[The exercise]
Output the text of all the entries below word for word, leaving out the pictures.

Detection annotation records:
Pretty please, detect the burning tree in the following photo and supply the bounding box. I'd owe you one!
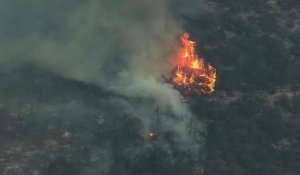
[171,33,217,96]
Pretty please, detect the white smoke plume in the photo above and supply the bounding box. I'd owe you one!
[0,0,206,161]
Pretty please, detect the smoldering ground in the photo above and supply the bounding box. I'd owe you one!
[0,0,209,173]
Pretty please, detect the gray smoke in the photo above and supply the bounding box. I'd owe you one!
[0,0,207,172]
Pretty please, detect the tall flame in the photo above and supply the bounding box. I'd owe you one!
[171,33,217,95]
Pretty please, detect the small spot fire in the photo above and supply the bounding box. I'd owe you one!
[171,33,217,96]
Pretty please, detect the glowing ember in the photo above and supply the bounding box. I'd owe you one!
[171,33,217,95]
[148,132,156,138]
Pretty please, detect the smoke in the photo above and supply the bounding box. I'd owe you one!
[0,0,206,172]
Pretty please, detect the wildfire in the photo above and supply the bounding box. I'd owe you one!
[171,33,217,95]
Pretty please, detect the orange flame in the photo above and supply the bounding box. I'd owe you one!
[171,33,217,95]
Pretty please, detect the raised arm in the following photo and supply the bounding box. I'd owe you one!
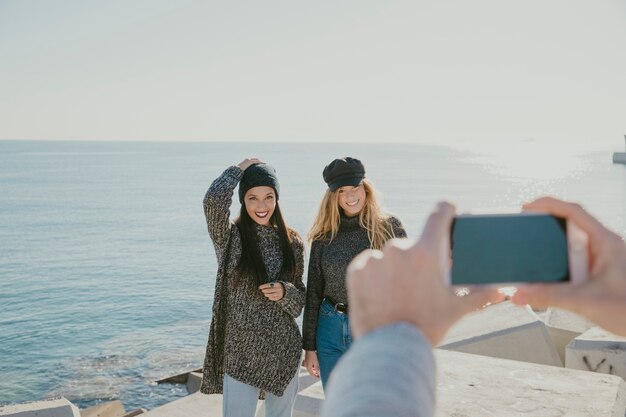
[204,165,243,252]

[Correct result]
Pretty please, detect the burning tree in the following photo and supply the bounding box. I'd owe you one!
[171,33,217,96]
Pretty please, detect the white smoke plume in the photo above and supply the bounding box. I'd owe you one!
[0,0,206,161]
Pretty please, detect the smoldering ground in the photo above and supply the bounding box. I'd owe you one!
[0,0,209,173]
Pretty please, detect the gray smoke in the photo above and supply the bounding box. I'd owe you one!
[0,0,207,172]
Pretty please, detect the tall flame in the photo above and supply the bounding box. I'd owe you one!
[171,33,217,95]
Pretty please, detect the small spot fire in the photo above and supply the bounding box. I'd owe you one!
[171,33,217,96]
Pretty please, detect the glowing ember in the photo above and supply the bounding box. I'd owe you one!
[171,33,217,95]
[148,132,156,138]
Pretty please, detect the smoke in the photo above and supply the bounding box. I'd owe you one!
[0,0,206,172]
Pretty please, detect the wildfire in the photo above and supply the bounding box. I'd owe you one!
[171,33,217,95]
Pretty please, detect the orange flame in the photo above and supply the bounding box. I'd owe you one!
[171,33,217,95]
Pretty please, detect the raised arm in the following photo and supply the bounding box. I'd owe you one!
[204,165,243,252]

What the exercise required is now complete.